[Dataset records]
++++++++++++++++++++

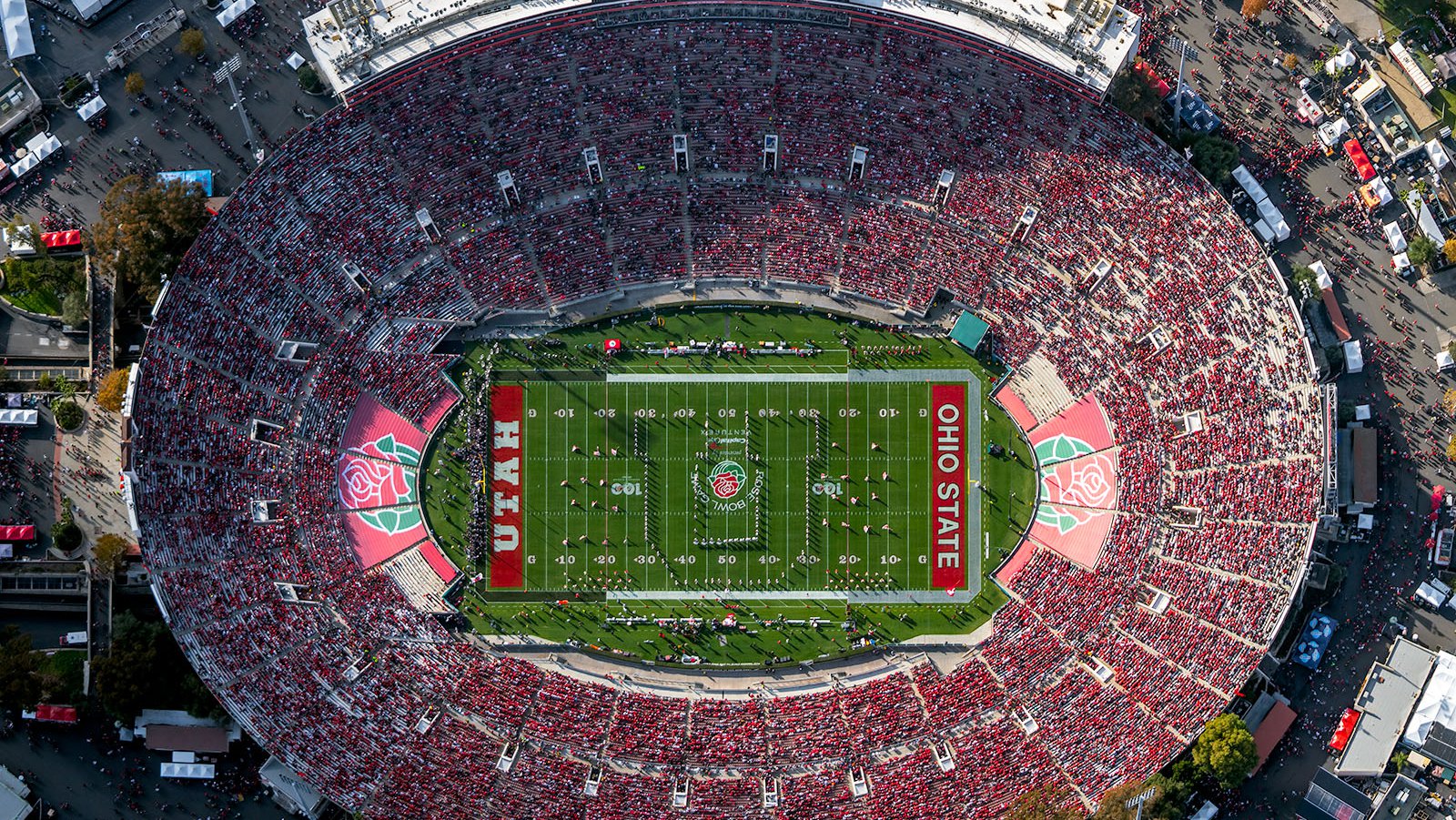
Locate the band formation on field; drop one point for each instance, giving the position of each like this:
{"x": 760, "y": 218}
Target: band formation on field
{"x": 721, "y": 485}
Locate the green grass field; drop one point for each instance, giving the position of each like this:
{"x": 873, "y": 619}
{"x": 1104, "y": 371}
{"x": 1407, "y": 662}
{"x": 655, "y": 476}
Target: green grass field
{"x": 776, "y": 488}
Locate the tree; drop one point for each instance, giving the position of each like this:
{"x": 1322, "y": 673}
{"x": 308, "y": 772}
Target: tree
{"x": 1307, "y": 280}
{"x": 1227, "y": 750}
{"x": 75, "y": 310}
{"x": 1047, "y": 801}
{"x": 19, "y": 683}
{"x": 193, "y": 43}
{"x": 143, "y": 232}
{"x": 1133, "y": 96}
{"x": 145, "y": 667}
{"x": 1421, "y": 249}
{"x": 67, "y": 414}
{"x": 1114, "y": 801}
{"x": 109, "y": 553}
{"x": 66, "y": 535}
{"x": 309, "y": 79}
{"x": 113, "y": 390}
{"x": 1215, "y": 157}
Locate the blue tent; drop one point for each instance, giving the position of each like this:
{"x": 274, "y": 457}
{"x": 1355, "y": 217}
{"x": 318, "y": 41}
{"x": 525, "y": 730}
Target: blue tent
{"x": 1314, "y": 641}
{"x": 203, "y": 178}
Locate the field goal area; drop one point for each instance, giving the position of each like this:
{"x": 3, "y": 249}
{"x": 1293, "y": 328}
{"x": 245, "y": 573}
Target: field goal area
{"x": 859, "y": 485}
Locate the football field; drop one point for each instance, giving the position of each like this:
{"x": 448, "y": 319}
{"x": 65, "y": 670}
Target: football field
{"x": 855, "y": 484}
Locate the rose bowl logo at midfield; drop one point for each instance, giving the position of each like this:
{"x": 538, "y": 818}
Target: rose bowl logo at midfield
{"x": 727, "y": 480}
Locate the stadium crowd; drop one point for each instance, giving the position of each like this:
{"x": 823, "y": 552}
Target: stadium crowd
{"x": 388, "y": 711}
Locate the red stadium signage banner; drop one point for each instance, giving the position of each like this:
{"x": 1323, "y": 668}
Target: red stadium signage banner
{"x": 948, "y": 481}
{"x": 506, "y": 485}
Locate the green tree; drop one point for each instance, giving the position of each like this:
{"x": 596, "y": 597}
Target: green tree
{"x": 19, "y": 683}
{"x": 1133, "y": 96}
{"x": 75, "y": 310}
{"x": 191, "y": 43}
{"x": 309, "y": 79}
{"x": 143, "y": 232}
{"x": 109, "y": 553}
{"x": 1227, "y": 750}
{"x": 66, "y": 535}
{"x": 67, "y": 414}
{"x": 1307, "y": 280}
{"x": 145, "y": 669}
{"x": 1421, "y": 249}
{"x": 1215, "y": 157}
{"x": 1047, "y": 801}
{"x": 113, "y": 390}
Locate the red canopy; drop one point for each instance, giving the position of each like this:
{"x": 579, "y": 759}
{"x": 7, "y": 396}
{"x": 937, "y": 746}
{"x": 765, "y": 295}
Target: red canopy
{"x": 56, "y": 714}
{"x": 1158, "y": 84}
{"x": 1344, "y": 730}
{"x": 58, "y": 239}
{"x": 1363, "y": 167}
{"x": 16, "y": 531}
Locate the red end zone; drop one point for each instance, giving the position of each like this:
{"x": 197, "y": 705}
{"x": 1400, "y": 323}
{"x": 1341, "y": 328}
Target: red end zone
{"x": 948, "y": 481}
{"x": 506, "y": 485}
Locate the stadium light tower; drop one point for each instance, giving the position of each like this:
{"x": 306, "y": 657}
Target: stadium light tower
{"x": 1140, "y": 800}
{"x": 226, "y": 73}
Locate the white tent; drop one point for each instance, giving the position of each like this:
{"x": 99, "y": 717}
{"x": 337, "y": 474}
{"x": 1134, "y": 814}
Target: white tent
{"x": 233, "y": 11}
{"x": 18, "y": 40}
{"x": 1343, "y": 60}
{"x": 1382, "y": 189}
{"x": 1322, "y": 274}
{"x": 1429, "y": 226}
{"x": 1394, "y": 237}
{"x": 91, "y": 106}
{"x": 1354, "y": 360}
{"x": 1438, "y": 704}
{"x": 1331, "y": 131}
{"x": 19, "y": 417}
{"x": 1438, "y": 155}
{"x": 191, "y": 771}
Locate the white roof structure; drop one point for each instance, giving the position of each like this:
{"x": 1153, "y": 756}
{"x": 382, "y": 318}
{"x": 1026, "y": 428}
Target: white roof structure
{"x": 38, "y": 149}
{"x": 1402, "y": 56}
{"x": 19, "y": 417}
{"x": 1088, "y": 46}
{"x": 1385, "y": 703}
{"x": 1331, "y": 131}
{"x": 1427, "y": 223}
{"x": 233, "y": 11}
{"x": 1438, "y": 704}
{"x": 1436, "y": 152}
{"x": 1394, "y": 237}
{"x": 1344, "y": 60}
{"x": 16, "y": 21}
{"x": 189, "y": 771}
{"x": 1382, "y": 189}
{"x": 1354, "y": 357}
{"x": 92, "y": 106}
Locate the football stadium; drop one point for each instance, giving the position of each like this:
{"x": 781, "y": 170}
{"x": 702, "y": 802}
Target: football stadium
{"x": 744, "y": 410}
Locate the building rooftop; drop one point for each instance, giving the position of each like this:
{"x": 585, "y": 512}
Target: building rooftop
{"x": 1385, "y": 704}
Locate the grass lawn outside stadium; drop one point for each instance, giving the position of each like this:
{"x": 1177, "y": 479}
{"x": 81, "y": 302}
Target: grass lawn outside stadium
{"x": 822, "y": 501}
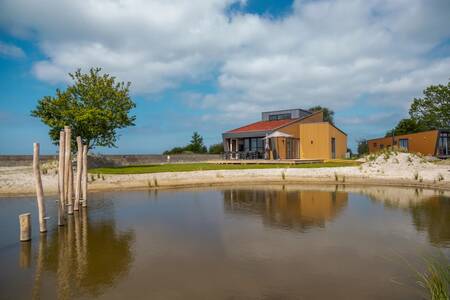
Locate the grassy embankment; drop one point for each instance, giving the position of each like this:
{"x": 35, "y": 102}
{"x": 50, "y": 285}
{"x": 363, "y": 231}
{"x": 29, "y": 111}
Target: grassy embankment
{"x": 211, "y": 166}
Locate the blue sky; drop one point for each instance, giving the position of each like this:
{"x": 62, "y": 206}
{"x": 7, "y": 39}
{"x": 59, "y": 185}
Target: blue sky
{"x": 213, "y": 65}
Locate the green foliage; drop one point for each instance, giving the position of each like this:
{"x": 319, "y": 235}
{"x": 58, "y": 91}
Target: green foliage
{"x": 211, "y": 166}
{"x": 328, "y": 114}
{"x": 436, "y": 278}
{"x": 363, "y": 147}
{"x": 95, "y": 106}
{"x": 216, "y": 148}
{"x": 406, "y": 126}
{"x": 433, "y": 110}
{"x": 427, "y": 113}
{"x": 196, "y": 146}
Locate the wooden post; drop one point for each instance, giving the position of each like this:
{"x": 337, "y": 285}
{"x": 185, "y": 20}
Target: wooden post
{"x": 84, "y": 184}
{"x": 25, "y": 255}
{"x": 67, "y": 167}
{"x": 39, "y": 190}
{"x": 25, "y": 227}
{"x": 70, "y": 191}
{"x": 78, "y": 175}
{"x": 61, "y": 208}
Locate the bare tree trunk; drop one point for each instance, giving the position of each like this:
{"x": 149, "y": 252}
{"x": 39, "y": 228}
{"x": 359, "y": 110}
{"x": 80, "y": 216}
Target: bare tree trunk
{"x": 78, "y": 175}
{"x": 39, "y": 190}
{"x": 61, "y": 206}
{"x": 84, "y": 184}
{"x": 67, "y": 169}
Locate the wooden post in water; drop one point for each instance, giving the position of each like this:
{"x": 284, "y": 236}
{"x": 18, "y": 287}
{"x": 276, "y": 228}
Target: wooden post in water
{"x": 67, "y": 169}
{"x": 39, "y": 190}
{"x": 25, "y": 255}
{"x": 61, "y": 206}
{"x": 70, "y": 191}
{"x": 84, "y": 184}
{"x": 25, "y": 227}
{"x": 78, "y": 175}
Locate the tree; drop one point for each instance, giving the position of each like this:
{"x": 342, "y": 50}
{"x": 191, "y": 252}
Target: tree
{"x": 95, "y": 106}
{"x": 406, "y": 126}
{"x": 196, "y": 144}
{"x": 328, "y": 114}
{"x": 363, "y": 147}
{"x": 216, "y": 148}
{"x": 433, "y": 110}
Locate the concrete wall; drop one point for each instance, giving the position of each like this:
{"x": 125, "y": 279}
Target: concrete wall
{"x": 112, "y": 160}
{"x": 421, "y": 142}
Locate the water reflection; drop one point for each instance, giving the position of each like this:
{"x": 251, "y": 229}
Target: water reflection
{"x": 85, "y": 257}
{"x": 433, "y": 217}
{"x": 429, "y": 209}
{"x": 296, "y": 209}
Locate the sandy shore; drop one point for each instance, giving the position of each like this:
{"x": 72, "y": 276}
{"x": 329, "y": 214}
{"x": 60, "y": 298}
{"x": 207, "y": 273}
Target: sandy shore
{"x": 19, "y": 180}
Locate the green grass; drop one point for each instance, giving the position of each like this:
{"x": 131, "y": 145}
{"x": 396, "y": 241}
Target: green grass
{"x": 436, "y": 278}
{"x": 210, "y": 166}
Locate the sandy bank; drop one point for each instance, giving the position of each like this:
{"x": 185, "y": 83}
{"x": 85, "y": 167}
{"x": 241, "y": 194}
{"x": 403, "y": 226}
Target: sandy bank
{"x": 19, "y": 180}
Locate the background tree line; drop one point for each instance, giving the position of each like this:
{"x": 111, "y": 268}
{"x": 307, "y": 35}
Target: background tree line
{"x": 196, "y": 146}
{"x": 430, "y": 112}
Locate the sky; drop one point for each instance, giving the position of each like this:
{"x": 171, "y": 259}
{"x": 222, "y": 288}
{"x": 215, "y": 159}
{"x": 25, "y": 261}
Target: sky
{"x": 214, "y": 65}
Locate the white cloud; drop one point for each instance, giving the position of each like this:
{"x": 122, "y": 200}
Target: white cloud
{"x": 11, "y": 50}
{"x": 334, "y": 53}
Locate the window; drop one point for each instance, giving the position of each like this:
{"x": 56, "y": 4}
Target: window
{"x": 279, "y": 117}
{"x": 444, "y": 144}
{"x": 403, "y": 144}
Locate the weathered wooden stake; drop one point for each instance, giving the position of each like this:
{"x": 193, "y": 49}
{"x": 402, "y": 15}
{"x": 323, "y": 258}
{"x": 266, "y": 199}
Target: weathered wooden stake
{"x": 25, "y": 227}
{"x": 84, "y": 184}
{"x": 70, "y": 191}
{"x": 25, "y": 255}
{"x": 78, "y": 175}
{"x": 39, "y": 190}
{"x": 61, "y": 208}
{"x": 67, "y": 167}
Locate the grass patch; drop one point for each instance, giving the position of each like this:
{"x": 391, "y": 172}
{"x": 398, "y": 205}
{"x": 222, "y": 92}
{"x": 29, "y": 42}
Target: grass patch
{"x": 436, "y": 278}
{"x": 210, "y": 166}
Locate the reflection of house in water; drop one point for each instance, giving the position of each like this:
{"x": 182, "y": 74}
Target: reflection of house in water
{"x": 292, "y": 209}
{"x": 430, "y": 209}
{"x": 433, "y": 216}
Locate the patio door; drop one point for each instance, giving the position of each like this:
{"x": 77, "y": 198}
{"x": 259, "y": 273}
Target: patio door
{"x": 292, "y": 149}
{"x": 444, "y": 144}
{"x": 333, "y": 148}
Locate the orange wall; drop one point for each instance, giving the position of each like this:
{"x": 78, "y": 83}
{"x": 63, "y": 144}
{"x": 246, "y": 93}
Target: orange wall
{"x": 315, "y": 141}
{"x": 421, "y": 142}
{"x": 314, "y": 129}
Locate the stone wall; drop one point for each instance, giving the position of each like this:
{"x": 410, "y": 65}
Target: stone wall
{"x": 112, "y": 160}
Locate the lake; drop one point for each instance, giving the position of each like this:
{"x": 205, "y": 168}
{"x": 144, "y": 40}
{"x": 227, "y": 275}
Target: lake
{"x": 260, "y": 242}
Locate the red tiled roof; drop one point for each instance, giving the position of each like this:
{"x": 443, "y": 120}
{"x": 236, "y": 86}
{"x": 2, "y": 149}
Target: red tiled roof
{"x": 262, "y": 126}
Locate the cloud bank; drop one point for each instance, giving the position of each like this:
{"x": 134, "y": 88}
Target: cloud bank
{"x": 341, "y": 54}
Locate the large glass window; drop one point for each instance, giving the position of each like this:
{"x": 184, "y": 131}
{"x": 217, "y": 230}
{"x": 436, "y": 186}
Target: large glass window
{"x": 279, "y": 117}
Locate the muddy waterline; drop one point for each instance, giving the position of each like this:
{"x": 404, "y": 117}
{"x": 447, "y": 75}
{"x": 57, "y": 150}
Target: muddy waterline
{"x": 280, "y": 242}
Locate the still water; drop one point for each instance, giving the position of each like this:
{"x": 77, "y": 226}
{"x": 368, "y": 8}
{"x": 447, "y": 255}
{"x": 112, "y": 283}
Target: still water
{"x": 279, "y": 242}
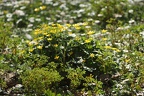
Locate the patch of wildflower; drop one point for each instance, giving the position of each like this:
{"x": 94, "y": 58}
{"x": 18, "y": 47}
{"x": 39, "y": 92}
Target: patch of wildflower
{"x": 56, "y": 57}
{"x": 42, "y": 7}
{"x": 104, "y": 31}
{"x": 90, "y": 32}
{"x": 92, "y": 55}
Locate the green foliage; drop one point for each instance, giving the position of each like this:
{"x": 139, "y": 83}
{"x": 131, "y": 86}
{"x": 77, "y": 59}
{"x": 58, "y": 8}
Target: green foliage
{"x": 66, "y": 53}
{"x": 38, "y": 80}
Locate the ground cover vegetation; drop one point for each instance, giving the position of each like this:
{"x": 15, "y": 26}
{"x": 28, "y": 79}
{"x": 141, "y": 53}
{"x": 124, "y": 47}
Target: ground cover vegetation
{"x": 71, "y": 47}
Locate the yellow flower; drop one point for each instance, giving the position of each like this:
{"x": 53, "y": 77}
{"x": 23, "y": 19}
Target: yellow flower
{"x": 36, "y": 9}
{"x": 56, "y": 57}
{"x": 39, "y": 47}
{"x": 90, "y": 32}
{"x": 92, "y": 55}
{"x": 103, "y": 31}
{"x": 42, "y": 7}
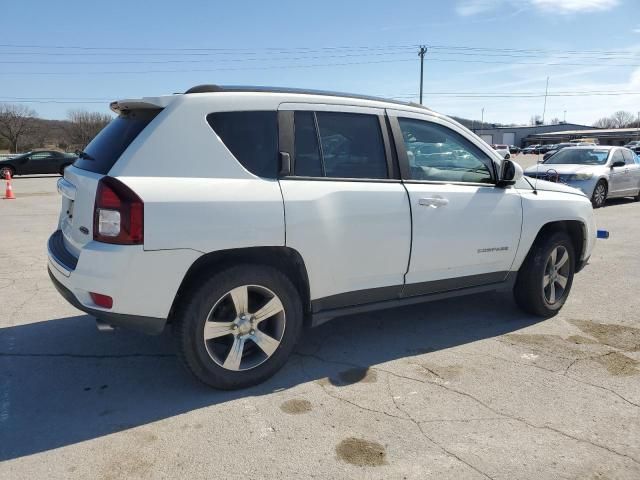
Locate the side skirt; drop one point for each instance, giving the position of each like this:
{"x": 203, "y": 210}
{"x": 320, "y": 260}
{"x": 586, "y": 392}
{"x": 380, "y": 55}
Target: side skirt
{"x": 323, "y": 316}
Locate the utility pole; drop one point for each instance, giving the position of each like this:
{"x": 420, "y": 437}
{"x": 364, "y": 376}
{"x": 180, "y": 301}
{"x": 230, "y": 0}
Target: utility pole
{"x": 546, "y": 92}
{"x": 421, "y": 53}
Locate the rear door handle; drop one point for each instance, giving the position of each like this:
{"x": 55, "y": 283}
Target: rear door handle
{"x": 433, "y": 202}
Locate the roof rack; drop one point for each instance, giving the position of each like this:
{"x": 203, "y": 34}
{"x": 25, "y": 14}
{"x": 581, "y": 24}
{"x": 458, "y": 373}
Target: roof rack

++++++++++++++++++++

Stated goal:
Exactly the lines from the one with "Locate the patch" through the end of the records should be written out, and only those. Pictures do not belong in the copy.

Output for this exercise:
Locate the patch of wildflower; drop one point for each instance, giving the position of each like this:
{"x": 94, "y": 58}
{"x": 18, "y": 47}
{"x": 39, "y": 92}
Target: patch of wildflower
{"x": 56, "y": 57}
{"x": 42, "y": 7}
{"x": 104, "y": 31}
{"x": 90, "y": 32}
{"x": 92, "y": 55}
Locate the green foliage; drop one point for each instance, giving the position of each like this:
{"x": 139, "y": 83}
{"x": 131, "y": 86}
{"x": 77, "y": 59}
{"x": 58, "y": 8}
Target: green foliage
{"x": 66, "y": 53}
{"x": 38, "y": 80}
Locate the ground cover vegetation; drop one point for each instance, giving the position of each like this:
{"x": 15, "y": 26}
{"x": 28, "y": 79}
{"x": 141, "y": 53}
{"x": 124, "y": 47}
Target: ground cover vegetation
{"x": 71, "y": 47}
Locate the yellow flower; drop one point for each instance, giving the position of each like this:
{"x": 53, "y": 77}
{"x": 23, "y": 19}
Target: yellow flower
{"x": 36, "y": 9}
{"x": 56, "y": 57}
{"x": 39, "y": 47}
{"x": 90, "y": 32}
{"x": 92, "y": 55}
{"x": 103, "y": 31}
{"x": 42, "y": 7}
Locate the side skirt; drop one point for each instance, giving the position of each like this:
{"x": 203, "y": 210}
{"x": 320, "y": 260}
{"x": 586, "y": 392}
{"x": 380, "y": 55}
Target: side skirt
{"x": 323, "y": 316}
Locate the utility pole; drop one point for each instance, giving the position of each like this:
{"x": 420, "y": 437}
{"x": 364, "y": 376}
{"x": 180, "y": 301}
{"x": 230, "y": 0}
Target: utility pole
{"x": 546, "y": 92}
{"x": 421, "y": 53}
Locate the rear door handle; drop one point for each instance, giving the position of each like this:
{"x": 55, "y": 283}
Target: rear door handle
{"x": 433, "y": 202}
Locate the roof rack; drop one point for each instance, giving the position of each like this:
{"x": 203, "y": 34}
{"x": 25, "y": 14}
{"x": 581, "y": 24}
{"x": 458, "y": 373}
Target: roof rack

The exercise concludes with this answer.